══ DOCUMENT TEXT

In an early incident related by Tancred to Jordan of Saxony, Dominic was visiting the prior's church when a young relative of Stephen Orsini, Cardinal Abbot of Fossanova, was carried past in a litter after falling from a horse. According to Jordan, it was unknown if he was alive or dead, but at the insistence of Tancred, Dominic prayed to God for the boy's life and he was miraculously healed. This story was amplified by later retellings. The boy is Napoleon, Stephen's nephew, and Stephen faints upon hearing the news, falling into Dominic's arms. At Tancred's urging, it is Stephen who prays to God and receives a miracle: the boy, dead, is brought back to life.

Tancred was probably the prior of San Sisto Vecchio in Rome until it was converted into a Dominican nunnery. He was transferred to Santa Sabina to continue serving as prior. In 1222, after the death of Dominic the previous year, Tancred left Italy for the Holy Land as the superior of a group of friars, appointed by Jordan of Saxony to establish a mission there. Tancred founded several houses in the Latin East and it is claimed that he won many converts, to Christianity and to mendicancy. Though Tancred did not remain at the head of the Dominicans in the Holy Land, he did remain there until his death in 1241.

The Dominican historian and hagiographer Gregory Lombardelli, wrote the first biography of Tancred, Vita de Tancredo Tancredi. He ascribes to him several works of as yet unpublished literature: commentaries on the Scriptures and on Peter Lombard's Book of Sentences. These were probably written during the period after his return to Siena and before his entrance into the order.

════
══ DATASET EXCERPT

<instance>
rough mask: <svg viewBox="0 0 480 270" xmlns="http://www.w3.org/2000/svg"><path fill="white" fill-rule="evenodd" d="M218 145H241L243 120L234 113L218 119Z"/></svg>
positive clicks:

════

[EXERCISE BRIEF] Translate this sentence from the passage about Tancred into Spanish: "Tancred was probably the prior of San Sisto Vecchio in Rome until it was converted into a Dominican nunnery." The data is not needed for this.

[RESULT] Tancredo fue probablemente el prior de San Sisto Vecchio en Roma hasta que se convirtió en un convento de monjas dominicas.